▸ EXERCISE PROMPT
What follows is a set of records, each of which is to be written out exactly.

▸ PROVIDED RECORDS

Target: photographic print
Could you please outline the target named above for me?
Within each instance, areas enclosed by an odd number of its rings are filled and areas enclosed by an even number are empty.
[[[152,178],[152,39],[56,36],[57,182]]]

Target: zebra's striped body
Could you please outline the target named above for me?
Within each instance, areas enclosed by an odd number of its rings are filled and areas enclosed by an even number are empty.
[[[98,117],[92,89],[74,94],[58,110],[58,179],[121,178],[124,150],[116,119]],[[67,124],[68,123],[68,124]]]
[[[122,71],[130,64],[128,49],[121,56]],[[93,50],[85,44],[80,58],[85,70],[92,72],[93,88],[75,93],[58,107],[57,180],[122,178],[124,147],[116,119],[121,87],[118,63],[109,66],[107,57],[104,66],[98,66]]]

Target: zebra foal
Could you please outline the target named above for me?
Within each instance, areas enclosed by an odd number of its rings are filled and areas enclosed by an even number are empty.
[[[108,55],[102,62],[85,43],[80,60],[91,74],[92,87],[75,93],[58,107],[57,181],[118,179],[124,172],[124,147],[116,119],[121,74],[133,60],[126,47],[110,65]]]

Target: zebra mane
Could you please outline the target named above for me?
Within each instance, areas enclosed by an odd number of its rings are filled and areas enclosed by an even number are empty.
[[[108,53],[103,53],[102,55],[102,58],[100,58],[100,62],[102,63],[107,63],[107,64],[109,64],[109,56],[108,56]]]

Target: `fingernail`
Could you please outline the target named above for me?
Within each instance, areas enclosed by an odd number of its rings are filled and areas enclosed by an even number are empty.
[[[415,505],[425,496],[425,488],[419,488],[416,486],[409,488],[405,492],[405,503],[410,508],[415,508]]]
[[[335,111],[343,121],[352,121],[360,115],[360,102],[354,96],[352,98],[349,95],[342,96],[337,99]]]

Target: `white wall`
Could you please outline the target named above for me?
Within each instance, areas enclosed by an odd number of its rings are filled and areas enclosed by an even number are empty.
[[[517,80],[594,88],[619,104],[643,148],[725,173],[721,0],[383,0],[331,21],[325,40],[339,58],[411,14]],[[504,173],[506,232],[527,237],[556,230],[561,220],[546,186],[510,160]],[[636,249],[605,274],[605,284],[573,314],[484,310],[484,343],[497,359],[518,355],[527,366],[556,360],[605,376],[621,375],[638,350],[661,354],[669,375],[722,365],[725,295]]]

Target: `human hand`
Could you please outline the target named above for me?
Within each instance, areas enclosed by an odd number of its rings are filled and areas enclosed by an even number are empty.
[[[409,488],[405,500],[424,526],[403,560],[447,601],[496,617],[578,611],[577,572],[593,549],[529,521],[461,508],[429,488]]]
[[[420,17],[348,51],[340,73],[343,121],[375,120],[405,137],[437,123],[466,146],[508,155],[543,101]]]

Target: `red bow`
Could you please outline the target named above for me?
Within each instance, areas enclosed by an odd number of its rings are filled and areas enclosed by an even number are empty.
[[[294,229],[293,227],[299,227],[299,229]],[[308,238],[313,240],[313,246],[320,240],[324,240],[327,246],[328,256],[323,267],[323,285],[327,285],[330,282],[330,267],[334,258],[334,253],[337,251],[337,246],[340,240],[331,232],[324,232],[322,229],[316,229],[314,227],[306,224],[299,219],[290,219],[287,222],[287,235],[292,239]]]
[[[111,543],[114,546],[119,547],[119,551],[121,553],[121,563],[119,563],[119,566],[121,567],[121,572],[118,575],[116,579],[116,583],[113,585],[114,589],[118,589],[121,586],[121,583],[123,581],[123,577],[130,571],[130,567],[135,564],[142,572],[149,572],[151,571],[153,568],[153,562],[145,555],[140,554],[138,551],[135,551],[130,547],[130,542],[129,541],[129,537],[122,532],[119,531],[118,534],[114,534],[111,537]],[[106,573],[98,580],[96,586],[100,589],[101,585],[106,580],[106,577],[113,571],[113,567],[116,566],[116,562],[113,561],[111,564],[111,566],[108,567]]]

▸ RESPONSE
Target: photographic print
Could you please outline the target named above for me?
Within each instance, areas enclosed by an odd number of its rings are filled and areas enclosed by an even number are empty.
[[[152,178],[152,39],[56,36],[57,182]]]

Target: zebra's striped body
Could you please outline the target named above for me?
Within each instance, areas enclosed by an odd number of its rings are filled and areas enclosed by an even number are empty.
[[[98,117],[92,89],[74,94],[58,110],[58,179],[121,178],[124,150],[116,119]],[[67,124],[68,123],[68,124]]]
[[[122,71],[130,64],[128,49],[121,56]],[[93,50],[85,44],[80,58],[85,70],[92,72],[93,88],[75,93],[58,107],[57,180],[122,178],[124,147],[116,119],[121,87],[118,63],[109,66],[107,57],[104,66],[98,66]]]

Target: zebra foal
Could you please outline the target named above for me?
Within each instance, areas enclosed by an odd number of its rings are filled and areas enclosed by an even number are empty.
[[[108,55],[102,62],[85,43],[80,60],[91,74],[92,87],[75,93],[58,107],[57,181],[118,179],[124,172],[124,147],[116,119],[121,74],[133,60],[126,47],[110,65]]]

Target: zebra mane
Could you please outline the target named above for me?
Within each instance, areas enclosed by an odd number of its rings are filled and areas enclosed by an even number are empty.
[[[108,53],[103,53],[102,55],[102,58],[100,58],[100,62],[102,63],[107,63],[107,64],[109,64],[109,56],[108,56]]]

Target: `fingernail`
Could you please outline the target named above for me?
Within each instance, areas enclosed by an odd number of its rings are filled and areas enclosed by an even number are empty.
[[[415,505],[425,496],[425,488],[419,488],[416,486],[409,488],[405,492],[405,503],[410,508],[415,508]]]
[[[335,111],[343,121],[352,121],[360,115],[360,102],[354,96],[352,98],[349,95],[342,96],[337,99]]]

Target: `white wall`
Could you please outline the target named above for me?
Within each instance, areas enclosed by an odd number of its rings are filled and areas enclosed by an even number are empty.
[[[517,80],[594,88],[619,104],[643,148],[725,173],[721,0],[383,0],[331,21],[325,40],[339,58],[411,14]],[[504,173],[506,232],[527,237],[556,230],[561,220],[546,186],[510,160]],[[636,249],[605,274],[605,284],[573,314],[484,310],[484,343],[497,359],[518,355],[527,366],[556,360],[605,376],[621,375],[638,350],[661,354],[669,375],[722,365],[725,295]]]

Target: `human hand`
Could you please outline the target named above for me?
Within each instance, areas enclosed by an odd number of its rings are filled and areas enclosed by an even number are empty.
[[[409,488],[405,500],[424,526],[403,560],[447,601],[496,617],[578,611],[577,572],[593,549],[529,521],[461,508],[429,488]]]
[[[420,17],[348,51],[340,73],[343,121],[375,120],[405,137],[437,123],[466,146],[508,155],[543,101]]]

Target: `red bow`
Could you please outline the target named above for me?
Within each instance, areas enclosed by an odd number of its rings are filled and areas enclosed by an even number are empty.
[[[294,229],[293,227],[299,227],[299,229]],[[308,238],[313,240],[313,246],[320,240],[324,240],[327,246],[328,256],[323,267],[323,285],[327,285],[330,282],[330,267],[334,258],[334,253],[337,251],[337,246],[340,240],[331,232],[324,232],[322,229],[316,229],[314,227],[306,224],[299,219],[290,219],[287,222],[287,235],[292,239]]]
[[[111,543],[114,546],[119,547],[119,551],[121,553],[121,563],[119,563],[119,566],[121,567],[121,572],[118,575],[116,579],[116,583],[113,585],[114,589],[118,589],[121,586],[121,583],[123,581],[123,577],[130,571],[130,567],[135,564],[142,572],[149,572],[151,571],[153,568],[153,562],[145,555],[140,554],[138,551],[135,551],[130,547],[130,542],[129,541],[129,537],[122,532],[119,531],[118,534],[114,534],[111,537]],[[106,573],[98,580],[96,586],[100,589],[101,585],[106,580],[106,577],[113,571],[113,567],[116,566],[116,562],[113,561],[111,564],[111,566],[108,567]]]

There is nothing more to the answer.